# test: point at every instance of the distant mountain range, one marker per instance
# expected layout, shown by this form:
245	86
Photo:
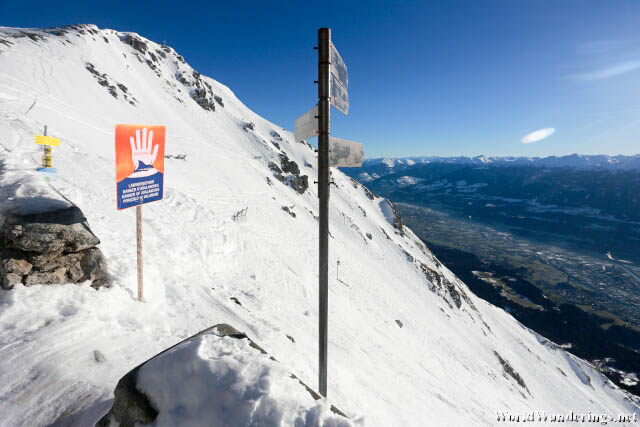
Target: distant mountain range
375	168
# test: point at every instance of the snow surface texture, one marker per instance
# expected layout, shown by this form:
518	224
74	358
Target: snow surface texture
577	161
455	361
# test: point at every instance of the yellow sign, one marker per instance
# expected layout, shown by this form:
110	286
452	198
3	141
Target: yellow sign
47	140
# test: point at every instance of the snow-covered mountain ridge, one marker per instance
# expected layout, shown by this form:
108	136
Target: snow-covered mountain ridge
408	343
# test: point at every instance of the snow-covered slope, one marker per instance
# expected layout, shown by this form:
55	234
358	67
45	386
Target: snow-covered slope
454	361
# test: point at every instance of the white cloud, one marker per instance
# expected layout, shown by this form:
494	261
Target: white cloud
611	71
537	135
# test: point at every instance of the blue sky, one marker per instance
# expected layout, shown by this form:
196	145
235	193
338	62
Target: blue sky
425	78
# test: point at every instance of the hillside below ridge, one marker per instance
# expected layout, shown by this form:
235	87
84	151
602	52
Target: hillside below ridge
452	359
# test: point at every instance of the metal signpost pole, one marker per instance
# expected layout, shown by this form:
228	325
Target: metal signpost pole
324	41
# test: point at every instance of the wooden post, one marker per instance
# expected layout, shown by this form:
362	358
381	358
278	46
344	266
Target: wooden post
139	239
324	40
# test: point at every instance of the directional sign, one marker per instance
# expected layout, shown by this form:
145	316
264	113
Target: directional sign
345	153
139	164
339	96
47	140
306	125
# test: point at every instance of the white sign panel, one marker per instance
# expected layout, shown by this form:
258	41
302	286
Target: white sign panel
338	67
339	96
345	153
339	81
306	125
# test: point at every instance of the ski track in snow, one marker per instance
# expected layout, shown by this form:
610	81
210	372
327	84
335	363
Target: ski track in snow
438	369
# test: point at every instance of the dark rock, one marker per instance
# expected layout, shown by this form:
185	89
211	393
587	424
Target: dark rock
369	194
50	248
9	280
509	371
57	275
398	223
289	166
135	43
298	182
94	267
99	357
276	135
201	96
453	292
64	230
13	261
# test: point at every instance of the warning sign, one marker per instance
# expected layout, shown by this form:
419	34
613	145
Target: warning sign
139	164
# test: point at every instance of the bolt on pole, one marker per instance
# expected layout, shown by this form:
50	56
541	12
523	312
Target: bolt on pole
324	40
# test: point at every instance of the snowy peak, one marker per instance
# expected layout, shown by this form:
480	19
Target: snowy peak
234	241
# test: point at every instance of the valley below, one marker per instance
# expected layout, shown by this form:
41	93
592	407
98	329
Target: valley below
586	301
554	242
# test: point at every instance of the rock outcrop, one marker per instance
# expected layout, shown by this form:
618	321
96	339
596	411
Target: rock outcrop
50	248
133	407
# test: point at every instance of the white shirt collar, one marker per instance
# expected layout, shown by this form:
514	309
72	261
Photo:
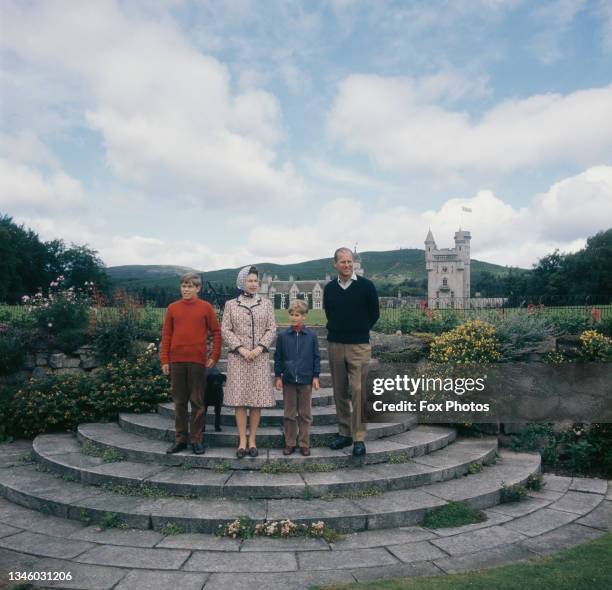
------
**BRIEF**
Could the data above be reproduced exactly, with the pictures left out?

**YOUR SOLUTION**
# test: point at every instance of the distant mountain range, one marker per instance
# expected layout, shown by this form:
245	86
Photo:
Target: distant mountain range
375	168
# test: point at every instance of the snow surface texture, one marker per instance
# expected layout, shown by this form:
518	224
74	358
Target: snow surface texture
577	161
455	361
# test: point at every instance of the yellow sign, one marker per instance
# expected layout, shown by this form:
110	286
452	198
3	141
Target: yellow sign
47	140
# test: point at every instance of the snow-covered mountain ridge, one marker per instance
# expected layout, shown by this form:
108	136
Target: snow-covered mountain ridge
408	343
# test: point at every instance of the snow-covered slope, one marker per instance
# expected layout, shown by this form:
55	234
358	67
45	386
Target: snow-covered slope
454	361
# test: point at every instance of the white cloud, one marker per instance
# expected layout, shown by this form:
494	261
Target: white cloud
611	71
537	135
# test: point at every instance of the blue sky, one marker per instance
# expected layout, shown by this form:
196	145
235	193
338	62
Target: blue sky
425	78
# test: point at every instance of the hillside below ridge, one marker per instance
# expected layout, shown by this form:
235	87
84	151
602	52
Target: hillside below ridge
452	359
# test: point at every instance of the metal signpost pole, one marker per instance
# expected layout, shown by this form:
228	325
Target: metal signpost pole
324	41
# test: point at every instance of the wooden post, one marker per instance
# expected layout, shown by this form:
362	358
381	358
278	46
344	266
Target: wooden post
139	239
324	40
# test: point at every instance of the directional sign, one marker per instance
# expected layout, shown by this form:
145	316
264	113
Target: directional sign
345	153
139	164
339	96
47	140
306	125
# test: point at every instance of the white sign panel, one marker per instance
# expected layout, shown by this form:
258	41
302	286
Target: white sign panel
338	67
339	96
345	153
339	81
306	125
# test: point at every instance of the ski track in snow, one marker per instance
# expected layout, shown by this form:
610	81
210	372
327	84
335	363
Target: ski track in snow
438	369
# test: point at every instance of the dark rock, one marker per instance
# expected layout, shown by this form:
185	89
211	393
587	424
Target: dark rock
369	194
50	248
9	280
509	371
57	275
398	223
289	166
135	43
298	182
94	267
99	357
276	135
201	96
453	292
64	230
13	261
# test: point at every instance of the warning sign, one marker per instance
# expected layout, shown by this form:
419	34
613	145
Target: warning sign
139	164
# test: point at every instance of the bolt on pole, one marker per instance
# expected layout, shown by this form:
50	56
541	12
523	312
Target: bolt on pole
324	40
# test: point at every instance of the snowy peak, one marker per instance
# expected layout, shown by this form:
480	19
Target: snowy peak
234	241
# test: point at every instance of the valley below, one marker per instance
# expected layout, shown by this form:
41	93
592	407
98	329
Target: valley below
586	301
554	242
# test: point at every instance of the rock outcrop, one marker per instance
# expected layout, shown by this form:
618	321
96	339
596	411
Target: rock outcrop
50	248
133	407
# test: point at every instance of the white shirt collar, one marker per instance
# expected layout, shown by this form:
514	309
72	261
Photo:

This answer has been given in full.